**WORK REQUEST**
In full and without alteration, reproduce every record.

[Natural-language object grounding data]
********

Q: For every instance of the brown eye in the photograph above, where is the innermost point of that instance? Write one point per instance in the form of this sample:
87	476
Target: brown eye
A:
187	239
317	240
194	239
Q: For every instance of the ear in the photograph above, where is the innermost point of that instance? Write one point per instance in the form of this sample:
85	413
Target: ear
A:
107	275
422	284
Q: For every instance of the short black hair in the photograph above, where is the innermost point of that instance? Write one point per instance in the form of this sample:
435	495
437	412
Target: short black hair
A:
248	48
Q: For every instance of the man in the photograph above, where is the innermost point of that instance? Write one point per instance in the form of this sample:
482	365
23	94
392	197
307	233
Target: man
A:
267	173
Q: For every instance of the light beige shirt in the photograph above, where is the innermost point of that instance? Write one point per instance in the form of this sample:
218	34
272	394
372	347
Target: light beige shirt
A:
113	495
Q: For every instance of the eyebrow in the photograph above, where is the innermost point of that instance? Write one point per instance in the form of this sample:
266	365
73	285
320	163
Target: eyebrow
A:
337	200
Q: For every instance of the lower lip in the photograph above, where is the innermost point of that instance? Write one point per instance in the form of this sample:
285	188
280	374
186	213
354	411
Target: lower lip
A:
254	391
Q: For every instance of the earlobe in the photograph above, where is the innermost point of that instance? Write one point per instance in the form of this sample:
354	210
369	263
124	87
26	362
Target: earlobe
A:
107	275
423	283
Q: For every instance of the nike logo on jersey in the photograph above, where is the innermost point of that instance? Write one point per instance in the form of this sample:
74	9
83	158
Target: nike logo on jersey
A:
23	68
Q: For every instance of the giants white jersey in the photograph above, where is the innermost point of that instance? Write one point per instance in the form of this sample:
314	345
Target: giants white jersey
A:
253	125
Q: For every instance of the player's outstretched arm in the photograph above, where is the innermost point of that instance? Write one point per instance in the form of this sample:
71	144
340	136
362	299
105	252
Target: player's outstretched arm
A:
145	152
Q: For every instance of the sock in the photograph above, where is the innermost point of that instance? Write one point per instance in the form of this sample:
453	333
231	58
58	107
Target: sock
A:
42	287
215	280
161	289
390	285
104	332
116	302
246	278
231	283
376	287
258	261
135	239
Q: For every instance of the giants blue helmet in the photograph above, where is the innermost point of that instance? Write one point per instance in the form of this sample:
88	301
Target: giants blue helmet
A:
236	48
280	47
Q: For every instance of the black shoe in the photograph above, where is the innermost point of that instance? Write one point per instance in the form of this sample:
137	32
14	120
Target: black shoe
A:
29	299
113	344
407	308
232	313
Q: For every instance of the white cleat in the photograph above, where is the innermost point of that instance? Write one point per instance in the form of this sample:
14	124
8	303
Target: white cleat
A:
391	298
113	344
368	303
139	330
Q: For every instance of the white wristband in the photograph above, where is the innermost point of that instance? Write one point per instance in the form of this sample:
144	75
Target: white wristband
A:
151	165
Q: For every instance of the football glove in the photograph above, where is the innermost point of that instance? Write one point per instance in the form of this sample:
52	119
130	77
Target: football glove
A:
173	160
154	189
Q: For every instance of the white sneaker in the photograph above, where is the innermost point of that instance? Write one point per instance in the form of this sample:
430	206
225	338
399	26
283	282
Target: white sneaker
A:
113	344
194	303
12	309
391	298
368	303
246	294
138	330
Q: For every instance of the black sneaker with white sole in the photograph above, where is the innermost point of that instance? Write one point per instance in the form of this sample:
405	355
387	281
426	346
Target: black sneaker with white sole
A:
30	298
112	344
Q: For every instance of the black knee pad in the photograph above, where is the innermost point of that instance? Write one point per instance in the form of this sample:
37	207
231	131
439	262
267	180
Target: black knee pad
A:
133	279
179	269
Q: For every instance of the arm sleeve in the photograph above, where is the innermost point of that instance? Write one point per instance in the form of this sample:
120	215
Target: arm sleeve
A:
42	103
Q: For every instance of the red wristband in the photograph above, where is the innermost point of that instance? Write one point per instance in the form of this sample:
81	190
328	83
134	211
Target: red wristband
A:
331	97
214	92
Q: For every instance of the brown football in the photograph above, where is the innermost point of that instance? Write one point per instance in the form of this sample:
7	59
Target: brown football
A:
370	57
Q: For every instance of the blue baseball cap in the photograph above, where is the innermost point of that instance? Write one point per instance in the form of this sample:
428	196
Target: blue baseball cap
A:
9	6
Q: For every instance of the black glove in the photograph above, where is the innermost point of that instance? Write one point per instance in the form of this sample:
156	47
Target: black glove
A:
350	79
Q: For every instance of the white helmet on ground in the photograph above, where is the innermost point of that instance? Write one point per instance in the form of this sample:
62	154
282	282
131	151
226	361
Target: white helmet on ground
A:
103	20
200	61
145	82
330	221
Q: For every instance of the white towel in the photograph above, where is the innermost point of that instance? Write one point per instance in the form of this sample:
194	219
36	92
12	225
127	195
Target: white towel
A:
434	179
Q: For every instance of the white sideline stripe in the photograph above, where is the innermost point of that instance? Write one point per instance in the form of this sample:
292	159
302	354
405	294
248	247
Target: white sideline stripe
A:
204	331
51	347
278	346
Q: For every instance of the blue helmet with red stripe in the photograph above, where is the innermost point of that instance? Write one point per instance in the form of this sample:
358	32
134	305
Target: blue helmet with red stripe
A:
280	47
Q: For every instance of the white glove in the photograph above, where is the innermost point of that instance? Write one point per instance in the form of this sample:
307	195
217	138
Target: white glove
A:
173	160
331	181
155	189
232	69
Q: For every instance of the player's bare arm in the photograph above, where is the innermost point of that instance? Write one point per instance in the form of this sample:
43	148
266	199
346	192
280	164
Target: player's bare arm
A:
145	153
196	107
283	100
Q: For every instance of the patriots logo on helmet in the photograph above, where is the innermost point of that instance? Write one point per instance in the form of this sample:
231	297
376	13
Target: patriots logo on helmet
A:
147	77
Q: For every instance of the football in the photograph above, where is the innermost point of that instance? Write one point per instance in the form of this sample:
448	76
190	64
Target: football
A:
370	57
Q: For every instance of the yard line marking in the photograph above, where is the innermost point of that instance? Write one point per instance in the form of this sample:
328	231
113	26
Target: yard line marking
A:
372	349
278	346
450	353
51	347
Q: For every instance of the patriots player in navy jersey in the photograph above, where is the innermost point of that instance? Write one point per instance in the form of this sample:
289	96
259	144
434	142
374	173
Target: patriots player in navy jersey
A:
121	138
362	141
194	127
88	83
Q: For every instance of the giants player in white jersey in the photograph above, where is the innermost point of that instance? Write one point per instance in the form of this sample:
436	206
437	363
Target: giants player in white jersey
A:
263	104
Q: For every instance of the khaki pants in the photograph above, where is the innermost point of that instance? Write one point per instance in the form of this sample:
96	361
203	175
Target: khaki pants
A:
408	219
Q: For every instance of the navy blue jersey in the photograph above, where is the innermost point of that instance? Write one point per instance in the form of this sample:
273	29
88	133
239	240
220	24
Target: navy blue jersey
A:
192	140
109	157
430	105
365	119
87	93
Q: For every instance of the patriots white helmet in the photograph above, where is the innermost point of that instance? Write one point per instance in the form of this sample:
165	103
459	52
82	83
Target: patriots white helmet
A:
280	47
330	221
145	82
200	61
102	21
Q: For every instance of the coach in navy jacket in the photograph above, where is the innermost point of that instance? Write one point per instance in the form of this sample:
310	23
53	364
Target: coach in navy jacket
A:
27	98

********

**RESULT FOR THIS TASK**
Q: For every instance of the brown eye in the photograph above, where is the innermost point of that instance? Write one point per instance in the form of this sample:
87	476
Target: brown eye
A:
187	239
317	240
194	239
Q: For every instance of the ear in the photograph above, where is the innermost point of that instance? Write one point per instance in the form of this sample:
85	413
Target: ear
A:
107	275
422	284
Q: For every instance of the short black hair in the photograph above, where is the innermost point of that instance? Write one point per instance in the form of this sample:
435	495
437	412
Target: short black hair
A:
248	48
Q: For every instance of the man in the photograph above, where is the innermost point of that instance? Write one point per instance in the form of this sample:
482	365
23	94
392	197
307	233
Target: man
A:
267	173
Q: For every instance of the light beige shirt in the photograph above, where is the innermost point of that instance? Write one point per instance in the form of this sample:
218	34
272	394
372	347
Target: light beige shirt
A:
113	495
Q: For every instance of the eyebrow in the photograph above, where is the innermost point of that instance? Write one point per instance in the form of this sample:
266	365
73	285
320	163
Target: eyebrow
A:
337	200
Q: For every instance of the lower lip in the photograph above, where is the innermost point of that instance? Write one point per instance in the form of this sample:
285	188
280	374
186	213
354	411
Target: lower lip
A:
254	391
Q: For every instance of the earlobe in the photograph above, where is the innermost point of that instance? Write one point per instance in the form of this sample:
354	210
369	263
124	87
26	362
Target: earlobe
A:
107	275
423	283
Q: For every instance of the nike logo on jersey in the photograph above, where is the innermost point of that instance? Write one point per instance in the form of this sample:
74	9
83	158
Target: nike logo on jersey
A:
23	68
Q: For every instance of the giants white jersey in the photograph above, where is the innermost point of that instance? Write one point per instance in the form of this sample:
314	345
Target: giants white jersey
A:
253	125
Q: For every instance of the player's outstretched arm in the photograph above, where is the innermost point of that instance? Write one point per instance in the form of this sample:
71	144
340	136
362	299
105	252
Target: player's outstretched arm
A:
145	152
Q: For every instance of the sock in the photograph above, where is the innermost point of that instance? Write one point per instance in the form of this sample:
453	333
231	58
58	107
Target: sock
A:
42	287
215	280
161	289
390	285
104	332
116	302
246	278
231	283
376	287
258	261
135	239
Q: For every instance of the giants blue helmet in the photograph above, where is the innermost point of that instance? Write one point per instance in the form of this sample:
88	301
Target: giants blue helmet
A:
236	48
280	47
Q: For every instance of the black shoe in the photograph above, where is the innermost point of that instance? Write one point per instance in the form of this sample:
137	32
14	120
Target: black shoe
A:
29	299
113	344
407	308
232	313
Q: For every instance of the white cleat in the photograph above, where is the innermost point of that instance? Write one point per instance in the form of this sample:
14	124
8	303
Target: white cleat
A:
391	298
113	344
368	303
139	330
Q: For every instance of the white wristband in the photograph above, where is the innermost point of that instance? Write one point per instance in the form of this sample:
144	75
Target: white wristband
A:
151	165
Q: For every instance of the football glove in the photograph above, where is the innermost point of that instance? Write one point per instance in the form of this sample:
52	119
130	77
Target: football glove
A:
173	160
154	189
Q: For every instance of the white sneaker in the photograph above, where is the innermost point of that instance? Write one point per instance in the form of this sample:
430	206
225	338
399	26
283	282
Target: white sneaker
A:
113	344
194	303
12	309
391	298
368	303
246	294
138	330
Q: For every instance of the black sneaker with white sole in the photograph above, where is the innermost point of that instance? Write one point per instance in the form of this sample:
405	355
387	281
426	346
Target: black sneaker with white sole
A:
30	298
112	344
Q: For every instance of the black knee pad in the photograph above, where is the innermost point of that instance? Write one point per instance in the form of this sample:
37	207
231	131
439	262
267	180
Target: black knee pad
A:
133	279
179	269
Q: For every instance of the arm sleeve in the photograph above, where is the innermost point of that instance? Write one point per instance in the form of this sample:
120	215
Target: arm sleeve
A:
42	103
Q: For every instance of the red wristband in the photograph above, where is the innermost point of that instance? Write one point per instance in the form of this sample:
81	190
328	83
134	211
Target: red wristband
A:
331	97
214	92
Q: For every instance of the brown football in the photograph above, where is the innermost point of that instance? Write one point per instance in the form of this sample:
7	59
Target: brown football
A:
370	57
Q: For every instance of the blue baseball cap in the photograph above, where is the innermost point of that instance? Write one point per instance in the form of this sample:
428	196
Target: blue baseball cap
A:
9	6
Q: For every instance of the black glove in the photograph above, where is the innermost point of that instance? Write one point per instance in the form of this sample:
156	47
Target: black glove
A:
350	79
Q: For every instance of the white helmet on ground in the photograph above, where is the innermost point of that instance? Write one point per instance in the form of this sample:
62	154
282	282
131	151
226	361
Target: white helmet on ground
A:
103	20
200	61
145	82
330	221
Q: For every instance of the white towel in the photograph above, where is the innermost point of that instance? Write one point per instance in the form of this sample:
194	219
36	92
12	225
127	195
Target: white towel
A:
434	179
Q: For every instance of the white sideline stripe in the photograph above, where is the innermost point of that instance? Write one point per instance in the form of this sample:
292	159
302	354
405	294
248	247
Target: white sideline stripe
A:
204	331
51	347
278	346
Q: For every instance of the blue helmet with red stripe in the photograph above, where is the innermost point of that instance? Write one point per instance in the form of this sample:
358	32
134	305
Target: blue helmet with red stripe
A:
280	47
Q: For every instance of the white glove in the photograph above, where is the innermost point of that instance? Write one point per instance in the form of this sample:
307	195
217	138
Target: white glove
A:
173	160
331	181
155	189
232	69
Q: For every instance of the player's bare arm in the photograph above, where is the innermost point of that instance? Write one point per instance in the form of this sample:
43	148
266	199
346	192
280	164
Target: player's bare arm
A:
145	153
196	107
283	100
Q: For every instance of the patriots logo on helmet in the photograph above, where is the innermost point of that instance? Write one point per instance in the form of this sample:
231	297
376	13
Target: patriots logo on helmet
A:
147	77
Q: For every instance of the football in the photograph above, where is the innermost point of that instance? Write one point per instance in the form of this sample:
448	76
190	64
Target: football
A:
370	57
Q: For every instance of the yard line marking in the photograph above, where is the innermost point of that instance? Write one point per instance in the form of this sample:
328	231
113	26
Target: yard line marking
A:
372	349
278	346
450	353
51	347
Q: For every instance of the patriots player in navy jersey in the photograph above, where is the innermost point of that instance? Write one point per instance in the form of this sample:
289	96
259	144
434	142
374	173
Target: patriots player in navy jersey
A:
121	138
362	141
194	127
88	83
Q: For every instance of the giants player in white jersey in the photograph above, where is the innermost point of that instance? Write one point per instance in the form of this sample:
436	206
437	363
Target: giants player in white jersey
A:
263	104
Q: For every instance of the khaki pants in the photograph above, where is the innermost point of that instance? Write one point per instance in the form of this sample:
96	361
203	175
Target: khaki pants
A:
408	219
Q: For every instance of the navy blue jersey in the photograph above, where is the innermost point of that instance? Write one point per instance in the form of this sample:
273	29
88	133
239	240
220	24
Target: navy blue jersey
A:
192	140
109	157
430	105
365	119
87	93
Q: For every instance of the patriots white helmet in the photograph above, where is the innermost point of that instance? Write one point per instance in the form of this sample:
165	103
459	52
82	83
Target: patriots white helmet
A:
280	47
330	221
145	82
200	61
102	21
Q: For every instance of the coach in navy jacket in the photograph above, where is the innermost point of that instance? Write one point per instance in the form of this sample:
310	23
53	364
Target: coach in navy jacket
A:
27	98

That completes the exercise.